_Texte source_

┄┄┄┄┄┄┄┄┄┄

Pour y réussir, je propose cinq orientations majeures.

Rien ne se fera tout d’abord sans rétablir l’autorité du maître.

Je me souviens du discours d’une maîtresse d’école maternelle de ma fille qui demandait aux parents:

  •  d’arriver à l’heure pour permettre à leur enfant de s’intégrer au groupe et lui apprendre le respect des autres;
  •  de ne pas donner à leurs enfants un petit déjeuner à finir en classe ni un gâteau le matin;
  •  de leur demander d’avoir le respect de soi et des autres en ne conservant pas un tee-shirt taché ou un vêtement troué.

Tout cela me semblait évident. Mais les parents ont quitté la réunion, choqués et contrariés, et n’ont eu de cesse ensuite de répéter dans leur entourage que cette maîtresse était « folle »!

Puisque les parents sont tout d’abord les plus concernés, sachant qu’il s’agit de leurs enfants, je propose qu’au moment de l’inscription en maternelle, la réunion entre les enseignants et les parents soit suivie d’une formation d’une demi-journée, un samedi matin ou en soirée. Cette réunion de formation serait organisée également à l’entrée en primaire, puis à l’entrée au collège et au lycée. Pour que chacun prenne conscience de ses responsabilités vis-à-vis de son propre enfant. Cela éviterait d’ailleurs bien des malentendus entre les uns et les autres et les professeurs se sentiraient confortés.

Recruter du personnel non enseignant (infirmier, psychologue, surveillant) pour garantir un minimum de calme, donner le dernier mot aux enseignants sur les décisions de redoublement, conditionner le versement des allocations familiales à l’assiduité scolaire (comme en avait décidé le gouvernement du Front populaire en 1936, repris par le gouvernement gaulliste avec participation communiste en 1945), simplifier les procédures disciplinaires… Autant de mesures simples qui permettraient déjà, à défaut, de rétablir une paix durable dans les écoles, puis les collèges et les lycées, de montrer aux élèves qui décide et pourquoi.

┄┄┄┄┄┄┄┄┄┄

_Données sources_
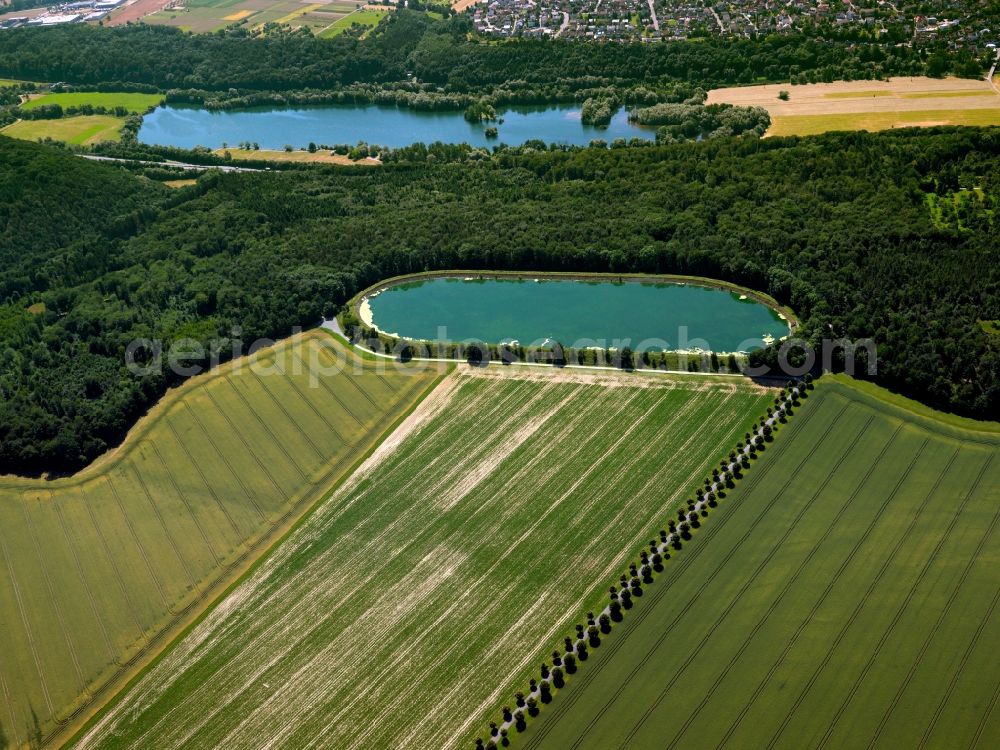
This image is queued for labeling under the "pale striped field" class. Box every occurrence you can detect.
[0,332,435,748]
[79,368,773,750]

┄┄┄┄┄┄┄┄┄┄

_Tâches demandées_
1. Dans le texte sur l'autorité du maître à l'école, quel gouvernement avait décidé en 1936 de conditionner le versement des allocations familiales à l'assiduité scolaire ?
2. Poursuivez le texte sur l'autorité du maître à l'école après sa dernière phrase.
Le matériel qui précède est indépendant du texte.

_Jeu de réponses_
1. Le gouvernement du Front populaire.

2.
Ma deuxième priorité concerne le primaire qui constitue le socle de l’Éducation nationale. Laurent Lafforgue décrit le système actuel d’enseignement comme « une chair sans os ». Les Français savent-ils que la division ou la multiplication des nombres décimaux ont été exclues du programme du primaire?

L’enjeu est simple: rétablir d’urgence des critères exigeants pour la lecture, l’écriture et le calcul. Il faut donc oser revoir à la fois le contenu des programmes, les horaires et les méthodes.

Le contenu, en réhabilitant les matières fondamentales. Finissons-en avec le « verbiage pédagogiste » qui parle d’« obser­vation raisonnée de la langue », plutôt que de grammaire. Reprenons les programmes de qualité conçus en France au début des années 1920, repris récemment à Singapour ou en Israël, et d’ailleurs toujours enseignés dans un célèbre cours privé parisien où se pressent, comme par hasard, les enfants de PDG, de ministres et de journalistes, y compris socialistes!

Pour les horaires, augmentons ceux de français pour atteindre au cours préparatoire un minimum de seize heures hebdomadaires contre neuf aujourd’hui. Cela revient à réduire la diversification des matières tant que l’élève n’a pas assimilé le langage, seul moyen de suivre ensuite l’ensemble des disciplines.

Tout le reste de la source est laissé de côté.